To-do list:
1 - Rewrite the comment thread on individuality from "but after india, i" to "of your trip.", putting "andes" in place of "himalayas".
2 - Please carry the comment thread on individuality forward, starting after its final line.
----- Extract provided
Can't wait to see the Canyonlands pictures.
There are two hard parts for those of us who have been brought up valuing (maybe overvaluing) individuality.
The first is coming to grips with the beautiful insight Desmond Tutu offers us. We will do well to mull over it long and deep.
The other hard part comes from humanity's seeming inherent dissatisfaction with our own background. The more reflective a person is, the easier it is to think that newer, different, other ideas are more important than what we've grown up with.
Case in point is this east-west scenario. The east seems more family/group oriented in terms of identity. The west seems more individual oriented.
We in the west have missed out so much by neglecting or minimizing the family/group that when we see it we think it is "the way" to approach identity.
I imagine it is more both-and rather than either-or.
I have much to learn from the east and maybe to unlearn from the west, or better, to seek to find the balance.
quad p!
hi!!!
-mary kate
amen, amen, amen.
it's hard to evade the many ways the west has isolated the individual, rejecting responsibility for others around us.
but after india, i realized the detrimental effects of deep tradition.
balance.
it's everything.
knowing that helps me only a little.
but we keep learning, right?
although i was floored by the beauty of the himalayas this spring break,
i never forgot the comfort i find in the utah sky,
the vastness of the red with the sage against the blue.
and all the memories canyonlands holds?
it makes me jealous of your trip.
i'm looking forward to stopping by your home someday and hearing your stories.
----------
----- Data section
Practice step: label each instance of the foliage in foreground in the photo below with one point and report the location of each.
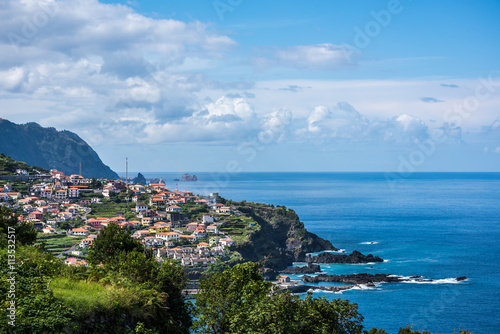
(238, 300)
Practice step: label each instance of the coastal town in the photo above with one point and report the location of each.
(193, 230)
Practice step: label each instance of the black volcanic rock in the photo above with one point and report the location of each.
(353, 279)
(367, 279)
(309, 269)
(280, 240)
(49, 148)
(188, 177)
(353, 258)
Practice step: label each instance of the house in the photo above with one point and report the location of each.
(14, 195)
(191, 227)
(224, 210)
(61, 194)
(48, 230)
(46, 193)
(213, 229)
(157, 228)
(79, 232)
(74, 192)
(216, 206)
(168, 236)
(226, 242)
(174, 208)
(140, 234)
(152, 242)
(284, 279)
(86, 242)
(202, 245)
(35, 215)
(191, 238)
(139, 207)
(207, 219)
(200, 232)
(146, 221)
(135, 223)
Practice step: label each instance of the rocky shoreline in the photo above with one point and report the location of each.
(355, 280)
(309, 269)
(354, 258)
(368, 279)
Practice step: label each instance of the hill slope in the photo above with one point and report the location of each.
(49, 148)
(281, 239)
(8, 166)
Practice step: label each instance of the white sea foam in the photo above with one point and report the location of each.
(319, 290)
(438, 281)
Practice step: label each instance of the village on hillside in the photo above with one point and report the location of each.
(68, 211)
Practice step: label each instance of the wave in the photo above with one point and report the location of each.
(437, 281)
(422, 280)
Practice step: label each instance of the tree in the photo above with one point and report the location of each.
(225, 296)
(111, 241)
(239, 301)
(24, 233)
(139, 179)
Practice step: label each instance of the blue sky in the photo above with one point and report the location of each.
(260, 86)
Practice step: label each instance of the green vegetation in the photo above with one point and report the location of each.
(8, 166)
(124, 290)
(57, 243)
(24, 234)
(49, 148)
(239, 301)
(139, 179)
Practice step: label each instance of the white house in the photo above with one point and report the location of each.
(168, 236)
(139, 207)
(208, 219)
(79, 232)
(174, 208)
(213, 229)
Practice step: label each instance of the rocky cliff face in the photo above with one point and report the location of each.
(281, 240)
(49, 148)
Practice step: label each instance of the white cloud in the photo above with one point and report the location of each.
(317, 57)
(344, 122)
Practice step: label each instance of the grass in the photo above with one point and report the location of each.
(56, 243)
(90, 299)
(81, 296)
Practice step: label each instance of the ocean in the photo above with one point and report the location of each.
(437, 225)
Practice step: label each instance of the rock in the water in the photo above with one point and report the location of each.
(353, 258)
(353, 279)
(188, 177)
(309, 269)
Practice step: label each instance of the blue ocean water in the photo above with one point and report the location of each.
(438, 225)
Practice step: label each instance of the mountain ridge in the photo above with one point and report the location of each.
(51, 149)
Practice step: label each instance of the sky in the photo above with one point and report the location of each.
(242, 86)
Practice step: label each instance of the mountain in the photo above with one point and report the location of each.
(49, 148)
(279, 240)
(9, 166)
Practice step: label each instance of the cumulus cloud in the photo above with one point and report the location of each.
(450, 85)
(316, 56)
(344, 122)
(430, 100)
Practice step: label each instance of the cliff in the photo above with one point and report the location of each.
(49, 148)
(281, 239)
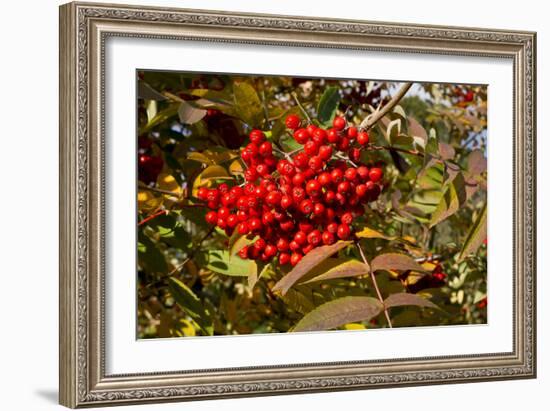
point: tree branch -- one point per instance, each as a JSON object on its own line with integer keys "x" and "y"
{"x": 371, "y": 120}
{"x": 373, "y": 277}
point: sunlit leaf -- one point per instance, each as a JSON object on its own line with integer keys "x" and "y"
{"x": 328, "y": 104}
{"x": 401, "y": 299}
{"x": 477, "y": 163}
{"x": 191, "y": 304}
{"x": 308, "y": 262}
{"x": 395, "y": 261}
{"x": 454, "y": 196}
{"x": 476, "y": 235}
{"x": 222, "y": 262}
{"x": 368, "y": 232}
{"x": 338, "y": 312}
{"x": 348, "y": 268}
{"x": 189, "y": 114}
{"x": 247, "y": 104}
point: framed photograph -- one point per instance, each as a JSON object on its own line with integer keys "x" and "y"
{"x": 259, "y": 204}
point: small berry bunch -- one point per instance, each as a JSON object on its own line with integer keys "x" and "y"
{"x": 296, "y": 201}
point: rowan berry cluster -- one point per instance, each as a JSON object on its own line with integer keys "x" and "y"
{"x": 294, "y": 202}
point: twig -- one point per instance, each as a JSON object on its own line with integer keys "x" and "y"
{"x": 159, "y": 190}
{"x": 402, "y": 150}
{"x": 373, "y": 277}
{"x": 295, "y": 96}
{"x": 371, "y": 120}
{"x": 146, "y": 219}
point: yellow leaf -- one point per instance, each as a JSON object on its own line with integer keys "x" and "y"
{"x": 167, "y": 182}
{"x": 371, "y": 233}
{"x": 236, "y": 168}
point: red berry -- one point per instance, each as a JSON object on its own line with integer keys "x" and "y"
{"x": 344, "y": 187}
{"x": 363, "y": 172}
{"x": 298, "y": 194}
{"x": 339, "y": 123}
{"x": 211, "y": 217}
{"x": 255, "y": 224}
{"x": 257, "y": 136}
{"x": 319, "y": 136}
{"x": 243, "y": 228}
{"x": 337, "y": 175}
{"x": 306, "y": 206}
{"x": 311, "y": 129}
{"x": 273, "y": 198}
{"x": 361, "y": 190}
{"x": 243, "y": 252}
{"x": 300, "y": 237}
{"x": 232, "y": 221}
{"x": 346, "y": 218}
{"x": 333, "y": 136}
{"x": 325, "y": 152}
{"x": 350, "y": 174}
{"x": 363, "y": 138}
{"x": 282, "y": 244}
{"x": 202, "y": 193}
{"x": 301, "y": 136}
{"x": 286, "y": 202}
{"x": 305, "y": 226}
{"x": 375, "y": 174}
{"x": 284, "y": 258}
{"x": 292, "y": 121}
{"x": 259, "y": 244}
{"x": 313, "y": 188}
{"x": 324, "y": 179}
{"x": 315, "y": 163}
{"x": 328, "y": 238}
{"x": 311, "y": 148}
{"x": 287, "y": 225}
{"x": 343, "y": 232}
{"x": 270, "y": 250}
{"x": 314, "y": 238}
{"x": 318, "y": 209}
{"x": 266, "y": 149}
{"x": 295, "y": 258}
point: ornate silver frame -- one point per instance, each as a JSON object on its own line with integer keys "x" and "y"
{"x": 83, "y": 30}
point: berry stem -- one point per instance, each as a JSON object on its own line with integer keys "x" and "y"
{"x": 342, "y": 157}
{"x": 402, "y": 150}
{"x": 371, "y": 120}
{"x": 158, "y": 190}
{"x": 158, "y": 213}
{"x": 373, "y": 277}
{"x": 295, "y": 96}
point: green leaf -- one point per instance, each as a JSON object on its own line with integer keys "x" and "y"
{"x": 248, "y": 104}
{"x": 347, "y": 268}
{"x": 477, "y": 234}
{"x": 160, "y": 117}
{"x": 310, "y": 260}
{"x": 453, "y": 198}
{"x": 297, "y": 301}
{"x": 338, "y": 312}
{"x": 477, "y": 163}
{"x": 395, "y": 261}
{"x": 400, "y": 299}
{"x": 328, "y": 104}
{"x": 191, "y": 304}
{"x": 221, "y": 262}
{"x": 189, "y": 114}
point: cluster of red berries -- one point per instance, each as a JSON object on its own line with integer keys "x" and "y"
{"x": 296, "y": 201}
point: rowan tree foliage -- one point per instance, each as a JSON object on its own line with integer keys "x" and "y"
{"x": 280, "y": 204}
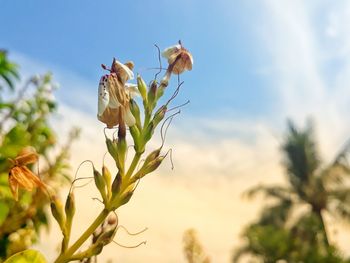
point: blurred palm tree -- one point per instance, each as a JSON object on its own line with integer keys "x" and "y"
{"x": 293, "y": 228}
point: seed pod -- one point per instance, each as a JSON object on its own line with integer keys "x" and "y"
{"x": 148, "y": 132}
{"x": 159, "y": 115}
{"x": 141, "y": 85}
{"x": 126, "y": 197}
{"x": 100, "y": 184}
{"x": 152, "y": 93}
{"x": 116, "y": 184}
{"x": 136, "y": 135}
{"x": 153, "y": 165}
{"x": 57, "y": 212}
{"x": 153, "y": 155}
{"x": 122, "y": 147}
{"x": 107, "y": 237}
{"x": 135, "y": 110}
{"x": 107, "y": 178}
{"x": 112, "y": 148}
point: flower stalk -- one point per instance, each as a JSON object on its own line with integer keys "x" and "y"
{"x": 118, "y": 109}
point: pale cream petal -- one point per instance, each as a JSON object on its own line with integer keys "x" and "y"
{"x": 132, "y": 90}
{"x": 103, "y": 95}
{"x": 26, "y": 156}
{"x": 126, "y": 69}
{"x": 18, "y": 174}
{"x": 114, "y": 103}
{"x": 168, "y": 52}
{"x": 129, "y": 118}
{"x": 13, "y": 187}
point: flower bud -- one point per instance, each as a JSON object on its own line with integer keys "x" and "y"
{"x": 141, "y": 85}
{"x": 112, "y": 219}
{"x": 100, "y": 184}
{"x": 70, "y": 208}
{"x": 153, "y": 165}
{"x": 116, "y": 184}
{"x": 70, "y": 211}
{"x": 136, "y": 135}
{"x": 121, "y": 147}
{"x": 57, "y": 212}
{"x": 112, "y": 148}
{"x": 153, "y": 155}
{"x": 159, "y": 115}
{"x": 152, "y": 94}
{"x": 126, "y": 197}
{"x": 148, "y": 132}
{"x": 135, "y": 110}
{"x": 107, "y": 178}
{"x": 106, "y": 237}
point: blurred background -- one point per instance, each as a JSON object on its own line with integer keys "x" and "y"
{"x": 256, "y": 65}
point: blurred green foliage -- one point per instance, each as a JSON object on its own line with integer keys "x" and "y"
{"x": 292, "y": 227}
{"x": 24, "y": 121}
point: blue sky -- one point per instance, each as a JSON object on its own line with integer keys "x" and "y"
{"x": 78, "y": 36}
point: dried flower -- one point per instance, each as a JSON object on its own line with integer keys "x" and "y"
{"x": 114, "y": 95}
{"x": 20, "y": 176}
{"x": 179, "y": 58}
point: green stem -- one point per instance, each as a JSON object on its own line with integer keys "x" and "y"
{"x": 65, "y": 257}
{"x": 133, "y": 165}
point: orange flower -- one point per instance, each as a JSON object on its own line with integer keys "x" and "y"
{"x": 20, "y": 176}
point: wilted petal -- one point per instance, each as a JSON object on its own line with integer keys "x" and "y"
{"x": 123, "y": 69}
{"x": 170, "y": 51}
{"x": 129, "y": 118}
{"x": 110, "y": 117}
{"x": 132, "y": 90}
{"x": 103, "y": 95}
{"x": 26, "y": 156}
{"x": 32, "y": 177}
{"x": 17, "y": 173}
{"x": 13, "y": 187}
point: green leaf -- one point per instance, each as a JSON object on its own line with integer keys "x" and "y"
{"x": 4, "y": 210}
{"x": 27, "y": 256}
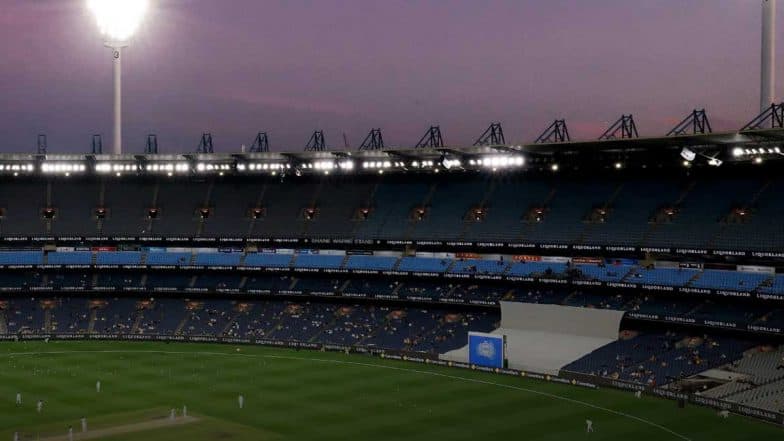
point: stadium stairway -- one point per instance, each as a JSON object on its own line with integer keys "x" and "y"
{"x": 528, "y": 226}
{"x": 607, "y": 205}
{"x": 182, "y": 324}
{"x": 425, "y": 203}
{"x": 48, "y": 320}
{"x": 467, "y": 223}
{"x": 137, "y": 321}
{"x": 3, "y": 322}
{"x": 678, "y": 202}
{"x": 751, "y": 203}
{"x": 93, "y": 316}
{"x": 693, "y": 279}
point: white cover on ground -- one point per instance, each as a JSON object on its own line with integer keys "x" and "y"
----------
Answers for the tasks:
1 -
but after india, i realized the detrimental effects of deep tradition.
balance.
it's everything.
knowing that helps me only a little.
but we keep learning, right?
although i was floored by the beauty of the andes this spring break,
i never forgot the comfort i find in the utah sky,
the vastness of the red with the sage against the blue.
and all the memories canyonlands holds?
it makes me jealous of your trip.

2 -
What is so amazing about understanding identity is that as a Christian, a child of God, we are able, even commanded to live and love in the community and fellowship of the brethren. Jesus said: “Joh 15:12 This is my commandment, That ye love one another, as I have loved you.” This community cuts across all boundaries whether ethnic, social, or national, whether East or West, North or South. Paul could say: “ Ga 3:28 There is neither Jew nor Greek, there is neither bond nor free, there is neither male nor female: for ye are all one in Christ Jesus.
Our identity IS an individual identity but it is realized and fulfilled and prospers first in our relationship with Jesus and then in our on going daily relationships with His people. As Dan said, “ a both/and”. You give some wonderful heartfelt examples in your post of what my daughter calls ”...discovering daily the joy in the journey (a blatant plug) Ubuntu or koinonia....it is, I think, truly the “communion of the saints” as expressed in the Apostles Creed.
Pastor Paul, another good post that requires both an intellectual exercise as well as a search into our inner most emotions. I guess that’s why you call it “Head and Heart”!
Did my pictures work!? Post them!
Let's go back to Utah.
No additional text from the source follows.